-- PROBLEM --
Go through the entries and copy every one exactly.

= = = = =

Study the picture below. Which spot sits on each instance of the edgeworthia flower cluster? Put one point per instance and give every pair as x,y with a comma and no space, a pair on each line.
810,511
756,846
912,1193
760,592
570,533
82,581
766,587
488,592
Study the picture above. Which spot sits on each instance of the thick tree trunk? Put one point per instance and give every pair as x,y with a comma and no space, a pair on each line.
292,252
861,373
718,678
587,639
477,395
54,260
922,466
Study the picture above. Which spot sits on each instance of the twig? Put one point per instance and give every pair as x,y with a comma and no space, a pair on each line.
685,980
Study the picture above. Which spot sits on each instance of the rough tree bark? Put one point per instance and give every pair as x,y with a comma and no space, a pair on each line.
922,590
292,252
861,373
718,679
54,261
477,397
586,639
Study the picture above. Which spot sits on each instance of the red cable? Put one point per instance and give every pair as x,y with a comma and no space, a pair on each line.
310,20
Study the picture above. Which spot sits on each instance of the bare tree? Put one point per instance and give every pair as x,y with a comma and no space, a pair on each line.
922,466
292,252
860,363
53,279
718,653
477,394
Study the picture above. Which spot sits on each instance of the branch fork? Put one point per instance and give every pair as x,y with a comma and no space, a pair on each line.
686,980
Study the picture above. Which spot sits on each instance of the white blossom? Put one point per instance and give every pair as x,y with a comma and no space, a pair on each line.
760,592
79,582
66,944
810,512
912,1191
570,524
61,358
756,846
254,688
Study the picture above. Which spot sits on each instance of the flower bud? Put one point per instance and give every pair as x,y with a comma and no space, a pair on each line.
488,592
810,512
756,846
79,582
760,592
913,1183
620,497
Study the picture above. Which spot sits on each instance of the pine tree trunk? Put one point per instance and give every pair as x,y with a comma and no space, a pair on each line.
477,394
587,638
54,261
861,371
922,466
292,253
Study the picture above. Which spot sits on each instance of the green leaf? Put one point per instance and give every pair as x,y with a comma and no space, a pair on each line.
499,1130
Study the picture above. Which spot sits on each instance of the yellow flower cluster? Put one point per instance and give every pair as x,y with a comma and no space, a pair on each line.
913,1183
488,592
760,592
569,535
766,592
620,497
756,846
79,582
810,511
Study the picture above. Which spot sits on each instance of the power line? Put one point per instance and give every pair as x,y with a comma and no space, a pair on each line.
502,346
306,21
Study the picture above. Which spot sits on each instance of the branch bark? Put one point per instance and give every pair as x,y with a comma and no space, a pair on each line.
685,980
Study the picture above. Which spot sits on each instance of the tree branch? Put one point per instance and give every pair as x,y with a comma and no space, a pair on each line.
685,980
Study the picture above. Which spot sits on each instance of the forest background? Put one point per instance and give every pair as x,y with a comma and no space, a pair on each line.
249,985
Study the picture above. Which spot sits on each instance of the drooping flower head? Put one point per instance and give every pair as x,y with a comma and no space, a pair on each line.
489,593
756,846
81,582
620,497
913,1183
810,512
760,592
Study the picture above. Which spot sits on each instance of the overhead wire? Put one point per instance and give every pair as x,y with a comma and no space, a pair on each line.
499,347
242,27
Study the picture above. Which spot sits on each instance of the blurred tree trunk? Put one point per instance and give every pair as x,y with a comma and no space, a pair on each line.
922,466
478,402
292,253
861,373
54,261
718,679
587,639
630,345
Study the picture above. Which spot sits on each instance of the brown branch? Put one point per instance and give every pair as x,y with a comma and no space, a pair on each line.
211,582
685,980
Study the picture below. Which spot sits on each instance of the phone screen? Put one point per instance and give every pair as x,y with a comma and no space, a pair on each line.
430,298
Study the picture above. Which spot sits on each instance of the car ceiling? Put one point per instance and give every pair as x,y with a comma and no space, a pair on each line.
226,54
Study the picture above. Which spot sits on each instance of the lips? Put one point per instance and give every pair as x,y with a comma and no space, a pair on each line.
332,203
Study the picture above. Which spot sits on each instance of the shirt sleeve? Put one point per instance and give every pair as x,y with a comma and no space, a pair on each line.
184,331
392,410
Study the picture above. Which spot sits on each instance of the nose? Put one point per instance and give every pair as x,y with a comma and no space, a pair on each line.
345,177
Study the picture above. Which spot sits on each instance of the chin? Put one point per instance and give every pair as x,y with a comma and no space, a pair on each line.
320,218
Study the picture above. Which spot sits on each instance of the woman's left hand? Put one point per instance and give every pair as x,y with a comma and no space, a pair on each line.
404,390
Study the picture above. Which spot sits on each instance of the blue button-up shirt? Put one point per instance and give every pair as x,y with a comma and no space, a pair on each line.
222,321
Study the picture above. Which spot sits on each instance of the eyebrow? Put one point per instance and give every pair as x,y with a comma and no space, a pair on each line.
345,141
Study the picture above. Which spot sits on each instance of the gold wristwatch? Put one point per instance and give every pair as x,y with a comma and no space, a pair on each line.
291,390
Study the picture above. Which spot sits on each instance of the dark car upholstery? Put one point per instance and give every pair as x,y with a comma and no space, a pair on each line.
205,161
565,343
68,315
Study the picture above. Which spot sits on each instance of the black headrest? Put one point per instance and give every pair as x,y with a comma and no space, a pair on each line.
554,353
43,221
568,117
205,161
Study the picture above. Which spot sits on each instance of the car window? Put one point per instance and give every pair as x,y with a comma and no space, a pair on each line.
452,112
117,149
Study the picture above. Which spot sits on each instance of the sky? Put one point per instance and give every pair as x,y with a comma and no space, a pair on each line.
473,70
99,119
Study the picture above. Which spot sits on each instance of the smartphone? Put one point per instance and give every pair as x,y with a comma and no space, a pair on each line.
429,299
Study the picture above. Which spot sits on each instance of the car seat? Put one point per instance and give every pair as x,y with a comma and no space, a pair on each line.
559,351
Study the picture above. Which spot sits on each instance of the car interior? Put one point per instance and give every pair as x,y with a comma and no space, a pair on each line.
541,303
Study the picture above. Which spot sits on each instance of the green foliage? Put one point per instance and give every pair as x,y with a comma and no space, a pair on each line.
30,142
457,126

= = = = =

-- YOUR SOLUTION --
Study the picture below. Which spot sits on each instance of the edgeworthia flower cluster? Put one point per instance and give every pair as x,y with a comma and no space, a pair on each line.
810,511
756,846
912,1193
760,592
570,533
82,581
766,587
488,592
Study the picture above. Which spot sits on each instance of the thick tree trunk? Put one point per instance and give every pair as x,y with a comma and no space, a pair on each line.
292,252
861,373
718,678
587,639
477,395
54,260
922,466
Study the picture above. Which spot sits on each instance of the twig? Put one point per instance and give every pair as x,y with a comma and no space, a pair on each line.
685,980
Study the picture above. Which spot sits on each instance of the rough tree bark? Put one point per instance and give every pair as x,y with a comma and no space, a pair on each line.
922,590
292,252
861,373
718,679
54,261
477,397
586,639
Study the picture above. Which spot sits on each instance of the red cable? Put one point per instance and give every pair as x,y with a comma and no space, a pair on each line.
310,20
Study the picture above. Which spot sits on each instance of the bare tree? Put one point per instance and give every pair as x,y with a comma and no space, a pair on each line.
922,466
292,252
860,363
53,279
718,653
477,394
Study the picture above. Which spot sits on each instance of the branch fork? Put one point per instance and give every pair as x,y with a comma and no space, a pair on each line.
686,980
Study the picture above. Which spot sits on each instance of the white blossom? Put one point per instance and give every pair as x,y with a comma and no space, a pair on each line.
760,592
79,582
66,944
810,512
912,1191
570,524
61,358
756,846
254,688
Study the picture above. Which spot sits on each instance of the flower bud? Put one point per instance and give every pair as x,y with a comma and no space, a pair on each line.
488,592
810,512
756,846
79,582
760,592
913,1183
620,497
Study the picture above. Which spot sits on each instance of the pine tree trunk? Put one point per instance and give every pair as x,y with a comma and no space, a pair on each line.
477,394
587,638
54,261
861,371
922,466
292,253
Study the picture above. Which spot sits on each instance of the green leaf? Put one point per instance and give every pair as x,y with a comma and no space, a pair on each line.
499,1130
Study the picture above. Which spot sits on each instance of the yellow flower cluster? Put one point per instance and give every pair as x,y with a comma and no space, a pair on each line.
913,1183
488,592
760,592
569,535
766,592
620,497
756,846
79,582
810,511
Study the picture above. Which spot sits on each instance of the power line? Put one point per instance and give every pair as x,y with a comma and no space, a pair on each line.
502,346
306,21
Study the picture above. Which spot sits on each instance of the branch bark? Put one point per instance and give every pair as x,y with a comma and no space, a pair on each line.
685,980
Study the picture above. Which spot sits on each instance of the tree branch? Put one point per instance and give every pair as x,y with a comma and no space, a pair on each line.
685,980
Study the picture above. Which spot sits on each instance of the forest background? Put one point per instance and give every pair as x,y with a comma and no space, a pair on each line.
249,985
Study the picture above. Which spot sits on each instance of the drooping flower head? Put one point per instance and give every pair as x,y with a comma and no space, a pair on each line.
489,593
756,846
81,582
620,497
913,1183
810,512
760,592
Study the picture above. Which spot sits on each instance of the overhead wire? Put one point per instance and give every pair as x,y with a comma and no space, a pair on each line.
499,347
242,27
Study the picture above. Which spot sits on each instance of the blurred tree trunk? Put one point per instance and give every pair as x,y with a comma and no space, a pair on each line.
922,466
478,402
292,253
861,373
54,261
718,679
587,639
630,345
Study the picture above. Which spot sits on each instance of the brown branch? Put one point per instance and give every pair as x,y with a comma and no space, a pair on each line.
211,582
685,980
Study the picture below. Which spot sits on each instance of the phone screen? Put one point per instance and give every pair as x,y with a comma and no space, a pair on each line.
430,298
Study the picture above. Which spot sits on each instance of the car ceiling? Put one point per instance and give every pair as x,y with a comma and no space, a pair on each line.
226,54
Study the picture above. Which spot sits on each instance of the lips? Put one point per instance and give every pair as x,y with a comma and no space, a pair on each line.
332,203
Study the picture above. Which spot sits on each instance of the shirt sleeve? Put one point per instance and give every pair as x,y with a comma and no space, a pair on each line.
184,331
392,410
Study the picture above. Which spot sits on each instance of the nose? Put one point per instance and give every pair as x,y with a comma and no space, a pair on each line.
345,177
Study the picture above. Which spot sits on each instance of the chin? Put one point per instance and give every pair as x,y with a comma and no space, a pair on each line.
320,218
Study the picture above. Which spot sits on each instance of the woman's left hand? Put one point per instance and give every pair as x,y with a comma and no space, a pair on each line.
404,390
Study the picture above. Which spot sits on each instance of the blue button-up shirt? Put one point per instance and give every pair as x,y with a comma and no space, a pair on each line.
222,321
Study the picture above. Which spot sits on each instance of the eyebrow? Put one point per instance and give every pair as x,y with a comma and no space, a pair on each line.
345,141
Study the picture above. Which spot sits on each instance of the gold wristwatch? Put one point per instance and give every pair as x,y with a comma and no space, a pair on each line.
291,390
Study the picture above. Which spot sits on each instance of the dark car upholstery? Put one point per instance and give every pair as x,y with a comma and no space, a pair on each line.
205,161
565,343
68,315
Study the picture above. Which spot sits on each instance of the black headrest? Put one point per instance and give every pair as x,y with a comma and no space, a pair on each line.
554,353
43,221
568,117
205,161
Study the picture above. Which spot sits on each instance of the car window? Put one point per instance and give every pair as x,y with a comma and no space, a pair on each line.
452,112
117,149
Study the picture above. Which spot sits on each instance of the sky? Put one point per instance and give every pair as x,y with a comma and no space, a pair on each line.
473,70
99,119
Study the picture above. Which spot sits on each instance of the smartphone? Put one point per instance and give every pair as x,y with a comma and no space, a pair on each line.
429,299
Study the picture above. Which spot sits on each instance of the car seat? Put one point per instance and give every pair as x,y with a comma and no space, a pair on each line.
559,351
Study the picture above. Which spot sits on each instance of the car interior? Put one point per instance and give every pair as x,y with a comma and no space, a pair on each line.
541,303
Study the picture above. Which spot sits on each instance of the green foliage? Put one point per instance and give every pair as x,y with a comma and no space, a pair on each line.
30,142
457,126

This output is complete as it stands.